* [EXTRAIT CHOISI]:
■ ■ ■

Des pierres visibles à travers les fenêtres… Des élèves en panique… Puis le bruit d’une vitre qui se casse, suivi d’une autre et d’une autre. Et des cris. Voilà ce à quoi doivent s’attendre chaque jour les élèves et les chauffeurs de bus sur la route des établissements scolaires. « Ça fait des années que ça dure !”, s’exaspère Yasmina Mabouroukou, membre du conseil syndical CFDT. “Les chauffeurs partent travailler avec la peur au ventre”, assure la jeune femme. Selon elle, les chauffeurs s’écrivent tous les soirs pour dire s’ils sont rentrés sains et saufs. “Ils en viennent à avoir peur de ne pas rentrer chez eux le soir.
La situation d’insécurité dans laquelle ils se trouvent en a poussés plus d’un au burn out, voire à la reconversion. Pourtant, tous déclarent aimer leur métier et ne pas forcément avoir envie d’arrêter. Mais les dangers auxquels ils doivent faire face quotidiennement ne cessent d’augmenter. Entre les routes mal éclairées, les arrêts de bus guère plus lumineux, les nouveaux ralentisseurs dans des zones à risques comme à Vahibé et une jeunesse désoeuvrée et frustrée, les chauffeurs n’y trouvent plus leur compte.

 

Des actes de délinquance à répétition

 

Cette fois-ci, c’est un incident particulier qui a poussé la direction à suspendre l’activité des transporteurs. Après le caillassage de plusieurs bus à Kahani lundi, des représailles ont eu lieu le lendemain à Chiconi. L’une des pierres a traversé le pare-brise du véhicule et a blessé l’un des élèves. Touché à la tête, il serait toujours dans un état critique au centre hospitalier. Au grand désespoir des transporteurs, cet acte n’était malheureusement pas isolé. À la rentrée dernière, le 10 mai, une chauffeure s’est retrouvée avec un couteau sous la gorge, alors qu’un jeune homme s’était glissé à l’intérieur du bus pendant que les élèves descendaient. Ces incidents sont devenus monnaie courante pour les transporteurs, totalement dépassés par la situation.

■ ■ ■

* [ACTIONS DEMANDÉES]:
A - Répondez à ces questions sur l'extrait consacré aux bus scolaires caillassés :
(i) De quel syndicat Yasmina Mabouroukou est-elle membre du conseil syndical ?
(ii) Où des représailles ont-elles eu lieu au lendemain du caillassage de plusieurs bus à Kahani ?
(iii) À quelle date une chauffeure s'est-elle retrouvée avec un couteau sous la gorge ?
B - Reproduisez sans rien changer le passage de l'extrait consacré aux bus scolaires caillassés qui va de "Des actes de" à "par la situation.".

■ ■ ■

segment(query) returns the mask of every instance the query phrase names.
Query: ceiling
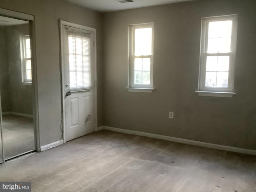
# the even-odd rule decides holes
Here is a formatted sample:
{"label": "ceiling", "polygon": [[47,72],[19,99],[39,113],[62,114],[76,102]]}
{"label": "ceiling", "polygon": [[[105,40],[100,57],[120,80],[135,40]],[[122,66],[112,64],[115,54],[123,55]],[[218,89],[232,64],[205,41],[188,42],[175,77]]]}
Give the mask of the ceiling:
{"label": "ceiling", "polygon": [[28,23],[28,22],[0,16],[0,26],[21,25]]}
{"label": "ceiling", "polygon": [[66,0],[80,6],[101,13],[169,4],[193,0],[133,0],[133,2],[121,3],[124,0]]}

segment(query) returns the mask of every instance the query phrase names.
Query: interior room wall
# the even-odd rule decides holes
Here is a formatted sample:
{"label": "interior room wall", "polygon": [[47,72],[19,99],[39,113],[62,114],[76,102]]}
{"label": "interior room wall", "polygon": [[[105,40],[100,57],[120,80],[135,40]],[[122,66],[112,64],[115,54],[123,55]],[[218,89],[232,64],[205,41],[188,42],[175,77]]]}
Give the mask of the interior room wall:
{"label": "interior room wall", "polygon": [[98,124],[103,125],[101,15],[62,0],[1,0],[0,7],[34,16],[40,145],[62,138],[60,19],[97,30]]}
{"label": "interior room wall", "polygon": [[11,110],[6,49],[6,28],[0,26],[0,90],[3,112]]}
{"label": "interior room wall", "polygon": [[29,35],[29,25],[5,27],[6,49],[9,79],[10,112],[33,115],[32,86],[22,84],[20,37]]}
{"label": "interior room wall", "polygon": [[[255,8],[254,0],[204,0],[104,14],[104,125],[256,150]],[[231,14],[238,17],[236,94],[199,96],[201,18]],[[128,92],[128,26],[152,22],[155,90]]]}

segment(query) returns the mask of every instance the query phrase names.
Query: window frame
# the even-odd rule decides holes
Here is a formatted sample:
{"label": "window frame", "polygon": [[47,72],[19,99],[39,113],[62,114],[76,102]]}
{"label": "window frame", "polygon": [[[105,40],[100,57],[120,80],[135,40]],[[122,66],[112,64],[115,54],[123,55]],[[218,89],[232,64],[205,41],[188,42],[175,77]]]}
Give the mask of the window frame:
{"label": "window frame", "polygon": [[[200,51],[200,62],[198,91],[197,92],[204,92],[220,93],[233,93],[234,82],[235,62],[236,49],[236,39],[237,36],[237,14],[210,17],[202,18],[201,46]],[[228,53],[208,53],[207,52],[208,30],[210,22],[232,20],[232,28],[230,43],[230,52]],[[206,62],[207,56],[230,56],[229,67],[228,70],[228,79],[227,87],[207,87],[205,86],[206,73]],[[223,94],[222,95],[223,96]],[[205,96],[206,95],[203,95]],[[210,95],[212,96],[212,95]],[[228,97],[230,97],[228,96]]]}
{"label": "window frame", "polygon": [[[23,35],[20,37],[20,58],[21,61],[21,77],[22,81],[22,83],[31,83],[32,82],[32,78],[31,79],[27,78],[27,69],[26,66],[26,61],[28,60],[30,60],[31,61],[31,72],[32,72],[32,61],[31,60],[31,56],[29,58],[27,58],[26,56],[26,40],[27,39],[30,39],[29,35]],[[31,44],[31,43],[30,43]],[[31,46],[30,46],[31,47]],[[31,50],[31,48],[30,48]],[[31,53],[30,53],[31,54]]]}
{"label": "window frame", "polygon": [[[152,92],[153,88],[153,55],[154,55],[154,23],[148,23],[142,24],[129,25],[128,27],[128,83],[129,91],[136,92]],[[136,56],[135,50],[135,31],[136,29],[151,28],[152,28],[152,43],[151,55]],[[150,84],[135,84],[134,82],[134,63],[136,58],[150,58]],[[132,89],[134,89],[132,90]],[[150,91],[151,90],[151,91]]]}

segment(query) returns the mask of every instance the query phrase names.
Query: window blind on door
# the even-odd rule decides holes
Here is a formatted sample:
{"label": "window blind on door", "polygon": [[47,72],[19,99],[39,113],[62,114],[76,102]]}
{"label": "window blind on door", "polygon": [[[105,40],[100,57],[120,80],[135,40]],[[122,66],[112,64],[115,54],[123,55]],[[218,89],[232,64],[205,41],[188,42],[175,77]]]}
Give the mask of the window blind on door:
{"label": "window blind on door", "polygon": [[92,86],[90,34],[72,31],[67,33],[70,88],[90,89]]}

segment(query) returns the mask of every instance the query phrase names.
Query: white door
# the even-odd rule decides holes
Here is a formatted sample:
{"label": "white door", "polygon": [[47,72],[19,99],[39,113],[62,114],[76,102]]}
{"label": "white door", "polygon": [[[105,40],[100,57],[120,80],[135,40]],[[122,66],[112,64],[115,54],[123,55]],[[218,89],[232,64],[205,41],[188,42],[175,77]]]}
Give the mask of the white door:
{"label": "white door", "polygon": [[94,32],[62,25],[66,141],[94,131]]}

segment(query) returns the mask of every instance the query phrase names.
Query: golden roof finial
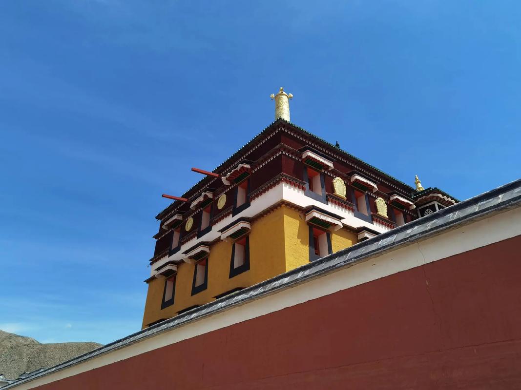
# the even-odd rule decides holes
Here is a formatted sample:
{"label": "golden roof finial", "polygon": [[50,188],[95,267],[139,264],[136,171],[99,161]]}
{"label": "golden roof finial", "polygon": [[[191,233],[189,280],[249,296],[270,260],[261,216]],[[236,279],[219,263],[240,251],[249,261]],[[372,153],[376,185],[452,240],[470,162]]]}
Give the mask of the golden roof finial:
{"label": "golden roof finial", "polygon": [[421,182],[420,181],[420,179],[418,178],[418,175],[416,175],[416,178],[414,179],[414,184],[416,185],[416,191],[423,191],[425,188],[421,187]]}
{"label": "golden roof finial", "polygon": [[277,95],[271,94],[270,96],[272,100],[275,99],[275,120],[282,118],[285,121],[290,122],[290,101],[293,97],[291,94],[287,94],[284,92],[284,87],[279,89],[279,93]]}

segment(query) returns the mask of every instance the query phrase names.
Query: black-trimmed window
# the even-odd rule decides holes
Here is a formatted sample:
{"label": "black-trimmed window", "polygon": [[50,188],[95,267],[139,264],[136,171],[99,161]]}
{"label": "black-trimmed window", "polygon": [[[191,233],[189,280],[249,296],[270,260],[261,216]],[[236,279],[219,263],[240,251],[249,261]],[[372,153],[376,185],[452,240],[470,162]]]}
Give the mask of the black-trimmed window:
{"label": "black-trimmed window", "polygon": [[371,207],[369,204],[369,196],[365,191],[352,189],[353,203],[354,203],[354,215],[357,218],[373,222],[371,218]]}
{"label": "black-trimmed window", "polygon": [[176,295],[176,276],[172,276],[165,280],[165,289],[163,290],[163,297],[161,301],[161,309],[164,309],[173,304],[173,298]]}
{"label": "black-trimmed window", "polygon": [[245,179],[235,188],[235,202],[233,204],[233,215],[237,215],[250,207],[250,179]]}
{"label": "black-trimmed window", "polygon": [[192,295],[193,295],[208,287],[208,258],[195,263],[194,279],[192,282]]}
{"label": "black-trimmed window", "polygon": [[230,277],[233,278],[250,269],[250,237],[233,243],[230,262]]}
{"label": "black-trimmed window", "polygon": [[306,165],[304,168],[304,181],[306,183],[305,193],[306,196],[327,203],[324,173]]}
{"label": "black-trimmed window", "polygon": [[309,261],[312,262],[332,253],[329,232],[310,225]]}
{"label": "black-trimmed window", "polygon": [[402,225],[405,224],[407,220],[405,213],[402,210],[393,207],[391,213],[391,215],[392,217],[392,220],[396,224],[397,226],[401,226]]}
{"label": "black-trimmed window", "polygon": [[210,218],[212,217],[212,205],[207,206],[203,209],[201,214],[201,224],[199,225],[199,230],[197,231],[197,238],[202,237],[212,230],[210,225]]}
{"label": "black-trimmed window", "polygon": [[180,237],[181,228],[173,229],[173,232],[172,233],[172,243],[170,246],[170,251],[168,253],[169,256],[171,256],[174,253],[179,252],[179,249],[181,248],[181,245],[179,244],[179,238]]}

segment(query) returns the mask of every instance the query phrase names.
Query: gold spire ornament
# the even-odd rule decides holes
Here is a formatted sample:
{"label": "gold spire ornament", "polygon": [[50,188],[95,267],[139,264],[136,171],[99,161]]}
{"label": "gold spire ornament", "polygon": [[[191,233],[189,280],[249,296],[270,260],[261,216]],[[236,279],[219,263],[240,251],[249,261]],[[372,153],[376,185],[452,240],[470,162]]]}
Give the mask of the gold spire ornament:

■ ■ ■

* [RÉPONSES PAR TÂCHE]:
A -
(i) La CFDT.
(ii) À Chiconi.
(iii) Le 10 mai.

B -
Des actes de délinquance à répétition

 

Cette fois-ci, c’est un incident particulier qui a poussé la direction à suspendre l’activité des transporteurs. Après le caillassage de plusieurs bus à Kahani lundi, des représailles ont eu lieu le lendemain à Chiconi. L’une des pierres a traversé le pare-brise du véhicule et a blessé l’un des élèves. Touché à la tête, il serait toujours dans un état critique au centre hospitalier. Au grand désespoir des transporteurs, cet acte n’était malheureusement pas isolé. À la rentrée dernière, le 10 mai, une chauffeure s’est retrouvée avec un couteau sous la gorge, alors qu’un jeune homme s’était glissé à l’intérieur du bus pendant que les élèves descendaient. Ces incidents sont devenus monnaie courante pour les transporteurs, totalement dépassés par la situation.